Quote the entries below word for word, from the line containing "of the small" through the last line of the entries, inclusive.

[Start of RAW DATA]

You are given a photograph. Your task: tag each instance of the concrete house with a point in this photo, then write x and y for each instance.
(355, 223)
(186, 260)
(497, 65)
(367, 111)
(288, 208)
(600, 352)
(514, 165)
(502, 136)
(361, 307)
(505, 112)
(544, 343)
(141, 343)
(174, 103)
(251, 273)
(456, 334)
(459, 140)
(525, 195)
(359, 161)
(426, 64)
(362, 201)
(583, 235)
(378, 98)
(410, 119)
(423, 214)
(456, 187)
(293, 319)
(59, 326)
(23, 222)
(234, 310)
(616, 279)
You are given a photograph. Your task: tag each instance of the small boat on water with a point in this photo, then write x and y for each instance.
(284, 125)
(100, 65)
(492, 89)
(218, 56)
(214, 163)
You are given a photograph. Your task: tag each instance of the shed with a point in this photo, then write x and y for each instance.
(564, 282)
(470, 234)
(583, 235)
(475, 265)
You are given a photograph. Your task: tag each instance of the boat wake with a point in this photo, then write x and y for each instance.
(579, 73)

[End of RAW DATA]

CORRECT RESPONSE -
You are given a photograph. Your task: tag each instance of the small boat on water with a point in this photo, then write x and y for each instance.
(284, 125)
(100, 65)
(492, 89)
(218, 56)
(214, 163)
You are given a photograph. Your task: tag each instance of the shed with a point in this photo, then write x and y for each instance.
(564, 282)
(470, 234)
(583, 235)
(475, 265)
You are given a photograph. Your task: tag each instance of the boat wake with a point in this photo, then write x and y for each instance.
(579, 73)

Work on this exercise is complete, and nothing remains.